**Page extract:**
*** Begin section ***

Jane, Jane, it’s not that I’ve come to complain,
But love you or leave you it’s always the same,
Jane, you drive me insane…..
Indeed. A love I could not shake. I returned to Europe, by then having given up on an apartment, and having no direction whatsoever but to follow the muse of my heart, I took a Buddhist-like leap, gave up whatever possessions I had left, and slept by the mercy of kind hosts who believed enough in my art and music as to feed and shelter me as I passed through their town. I pursued performances and by the grace of something that was surely bigger than me, was never shy of a safe haven. Therein perhaps lay my most profound transition.
Having essentially given up on political resolution, I now experienced reality not through the lens of academia, nor the educational institution, nor the regular day-to-day of regular work in one place. Now I was experiencing first hand different households, couples and families, in Canada as well as in Europe. And this is where my darkness turned to light.

*** End section ***

**Records provided:**
*** Begin section ***

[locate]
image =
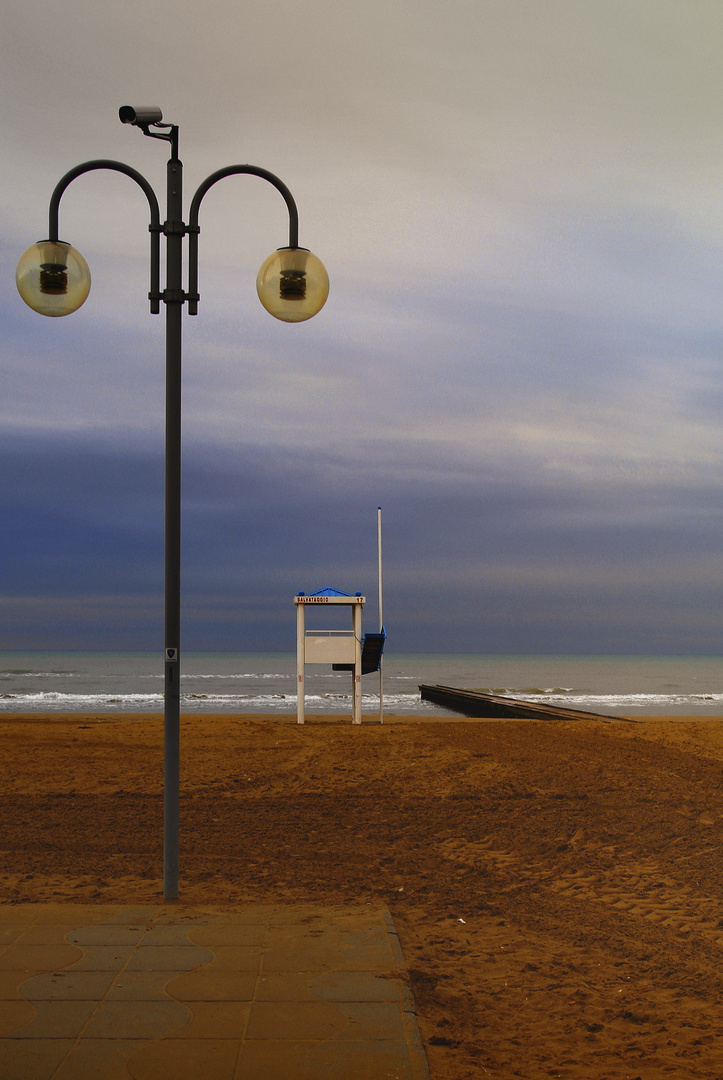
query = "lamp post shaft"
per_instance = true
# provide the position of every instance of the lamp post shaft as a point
(283, 272)
(174, 301)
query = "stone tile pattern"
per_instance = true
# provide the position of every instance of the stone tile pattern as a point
(166, 991)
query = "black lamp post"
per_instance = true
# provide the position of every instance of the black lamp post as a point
(53, 279)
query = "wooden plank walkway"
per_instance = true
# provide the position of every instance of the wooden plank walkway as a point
(477, 703)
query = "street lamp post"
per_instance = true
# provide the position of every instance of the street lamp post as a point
(53, 279)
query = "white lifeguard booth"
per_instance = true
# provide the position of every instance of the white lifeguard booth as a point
(343, 647)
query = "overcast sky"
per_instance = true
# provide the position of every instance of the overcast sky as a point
(519, 206)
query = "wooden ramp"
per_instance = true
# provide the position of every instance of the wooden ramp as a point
(480, 704)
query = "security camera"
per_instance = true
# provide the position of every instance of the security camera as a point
(141, 116)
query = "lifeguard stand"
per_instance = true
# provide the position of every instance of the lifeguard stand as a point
(343, 647)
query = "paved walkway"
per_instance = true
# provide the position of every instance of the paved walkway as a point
(171, 993)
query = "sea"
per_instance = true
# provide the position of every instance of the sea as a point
(266, 683)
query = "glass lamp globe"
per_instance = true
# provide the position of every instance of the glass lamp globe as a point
(53, 278)
(292, 284)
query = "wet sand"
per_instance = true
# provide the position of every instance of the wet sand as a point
(558, 887)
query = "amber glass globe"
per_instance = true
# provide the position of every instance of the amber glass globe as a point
(53, 278)
(293, 284)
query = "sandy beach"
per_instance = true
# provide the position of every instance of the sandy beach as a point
(558, 887)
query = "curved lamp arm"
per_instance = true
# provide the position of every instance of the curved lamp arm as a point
(155, 228)
(193, 219)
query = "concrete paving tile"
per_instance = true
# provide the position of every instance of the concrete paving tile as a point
(45, 933)
(356, 986)
(237, 957)
(371, 1021)
(325, 1061)
(56, 1020)
(306, 956)
(169, 933)
(31, 1058)
(210, 984)
(216, 1020)
(295, 1020)
(139, 985)
(316, 956)
(14, 1015)
(327, 986)
(10, 982)
(63, 986)
(103, 958)
(136, 1020)
(35, 958)
(9, 931)
(106, 933)
(189, 1060)
(229, 933)
(169, 958)
(97, 1060)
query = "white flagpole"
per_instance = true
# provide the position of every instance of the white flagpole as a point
(378, 545)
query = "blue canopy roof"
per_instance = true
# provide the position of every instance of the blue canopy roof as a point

*** End section ***

**Exercises to complete:**
(1) Answer these questions about the passage:
(a) In the song lines at the top, what does Jane drive the singer?
(b) After returning to Europe, what did the writer give up besides an apartment?
(c) In which places did the writer experience different households, couples and families?
(2) Reproduce the stretch of the passage from "Indeed. A love" through "turned to light.".
The records are separate material, unrelated to the passage.

**Task responses:**
(1)
(a) Insane.
(b) Whatever possessions the writer had left.
(c) In Canada and in Europe.

(2)
Indeed. A love I could not shake. I returned to Europe, by then having given up on an apartment, and having no direction whatsoever but to follow the muse of my heart, I took a Buddhist-like leap, gave up whatever possessions I had left, and slept by the mercy of kind hosts who believed enough in my art and music as to feed and shelter me as I passed through their town. I pursued performances and by the grace of something that was surely bigger than me, was never shy of a safe haven. Therein perhaps lay my most profound transition.
Having essentially given up on political resolution, I now experienced reality not through the lens of academia, nor the educational institution, nor the regular day-to-day of regular work in one place. Now I was experiencing first hand different households, couples and families, in Canada as well as in Europe. And this is where my darkness turned to light.